Es obvio que, en estas circunstancias, una parte del electorado va a votar como oposición a la gestión actual. Los números oficiales no le llenan la heladera a nadie. Pero: ¿por qué debería ganar Trump con eso?
La imagen del caos de la gestión trumpista del 2020 todavía es relativamente reciente. Estados Unidos fue uno de los países avanzados en los que más duramente golpeó el coronavirus por la política oscurantista y negacionista de la gestión federal. Los años anteriores apenas si lograron sostener las tendencias ya existentes con Obama. La pregunta es, entonces: ¿por qué había más confianza en una eventual gestión económica de Trump? Esta es una pregunta que se está pasando relativamente por alto. Como si tuviera alguna respuesta obvia.
La respuesta, para nosotros, es que Trump hace promesas de transformación económica. Demagógicas, «populistas», sí. Pero su xenofobia fascistoide, su retórica nacional-imperialista y sus promesas de proteccionismo son una promesa de cambio a largo plazo de la situación económica. A nivel fiscal y social, Trump sostiene posiciones neoliberales rabiosas, pero no en cuanto a política económica externa. Sobre todo frente a China. Por otro lado, no es cierto que sea un «presidente antiguerra», pero ha logrado instalar esa imagen de todos modos.
Lo «cultural» y reaccionario, la xenofobia, el miedo a las transformaciones del mundo; todo esto es también un programa económico. Basado en mentiras y demagogia, pero es un programa económico que ha resonado en al menos 74 millones de votantes estadounidenses. Pero no es solamente una cuestión económica: la consigna «Make America Great Again» les promete recuperar una posición social que perciben perdida.
La campaña de los demócratas fue la defensa del status quo con algunos cambios menores, de bajo impacto. Algunos voceros e intelectuales de la gestión Biden, al principio de su mandato, prometían un giro más profundo y brusco. Pero esto vino acompañado de pocos hechos. También ellos han tomado la bandera de algún proteccionismo, pero sin romper con la política exterior tradicional ni con las reglas de la institucionalidad de la globalización (que fue, de nuevo, creada con hegemonía yanqui). El involucramiento en la guerra de Ucrania es parte de esa política, y así fue percibido en la opinión pública antes y durante las elecciones.

Tu tarea
Enumera todas las expresiones que el texto sobre las elecciones estadounidenses pone entre comillas angulares (« »).

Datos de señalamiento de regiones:
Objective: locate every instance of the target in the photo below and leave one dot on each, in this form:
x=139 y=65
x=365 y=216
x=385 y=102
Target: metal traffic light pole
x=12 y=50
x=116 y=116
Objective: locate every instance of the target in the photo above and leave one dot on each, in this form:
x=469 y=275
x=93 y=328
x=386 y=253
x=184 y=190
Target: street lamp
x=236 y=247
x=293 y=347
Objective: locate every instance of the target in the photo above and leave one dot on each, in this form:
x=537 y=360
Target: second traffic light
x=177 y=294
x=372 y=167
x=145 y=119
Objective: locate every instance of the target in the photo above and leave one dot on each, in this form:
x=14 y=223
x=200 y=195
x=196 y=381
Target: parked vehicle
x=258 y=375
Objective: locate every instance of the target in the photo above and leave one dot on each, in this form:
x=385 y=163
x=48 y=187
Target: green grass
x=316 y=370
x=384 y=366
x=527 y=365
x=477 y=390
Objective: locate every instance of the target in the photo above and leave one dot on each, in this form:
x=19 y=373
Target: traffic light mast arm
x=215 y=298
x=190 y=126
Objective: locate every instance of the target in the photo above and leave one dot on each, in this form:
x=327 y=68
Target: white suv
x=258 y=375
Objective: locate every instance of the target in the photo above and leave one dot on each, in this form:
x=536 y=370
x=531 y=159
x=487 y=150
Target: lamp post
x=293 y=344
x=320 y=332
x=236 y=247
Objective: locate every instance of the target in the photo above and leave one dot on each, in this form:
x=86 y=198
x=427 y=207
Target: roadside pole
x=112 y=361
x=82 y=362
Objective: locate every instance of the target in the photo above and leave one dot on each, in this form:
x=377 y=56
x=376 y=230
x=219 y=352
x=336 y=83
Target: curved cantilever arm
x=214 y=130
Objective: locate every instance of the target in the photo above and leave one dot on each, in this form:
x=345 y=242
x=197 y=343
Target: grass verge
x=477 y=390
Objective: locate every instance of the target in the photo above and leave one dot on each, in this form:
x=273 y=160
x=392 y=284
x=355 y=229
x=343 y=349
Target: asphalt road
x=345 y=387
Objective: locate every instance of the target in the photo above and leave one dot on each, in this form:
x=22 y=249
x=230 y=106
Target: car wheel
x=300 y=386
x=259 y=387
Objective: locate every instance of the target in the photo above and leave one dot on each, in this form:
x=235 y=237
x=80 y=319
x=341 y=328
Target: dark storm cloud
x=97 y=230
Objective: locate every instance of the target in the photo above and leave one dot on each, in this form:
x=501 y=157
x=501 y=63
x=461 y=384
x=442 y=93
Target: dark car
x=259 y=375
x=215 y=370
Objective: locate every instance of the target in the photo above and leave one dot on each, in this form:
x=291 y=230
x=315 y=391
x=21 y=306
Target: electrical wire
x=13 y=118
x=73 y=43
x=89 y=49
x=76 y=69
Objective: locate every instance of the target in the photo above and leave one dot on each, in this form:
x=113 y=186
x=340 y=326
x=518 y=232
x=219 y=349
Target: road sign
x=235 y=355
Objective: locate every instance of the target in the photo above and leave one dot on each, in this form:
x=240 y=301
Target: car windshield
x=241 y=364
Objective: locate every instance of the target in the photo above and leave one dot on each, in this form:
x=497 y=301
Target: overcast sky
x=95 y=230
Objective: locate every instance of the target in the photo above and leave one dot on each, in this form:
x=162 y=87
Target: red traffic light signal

Respuesta
- «populistas»
- «presidente antiguerra»
- «cultural»
- «Make America Great Again»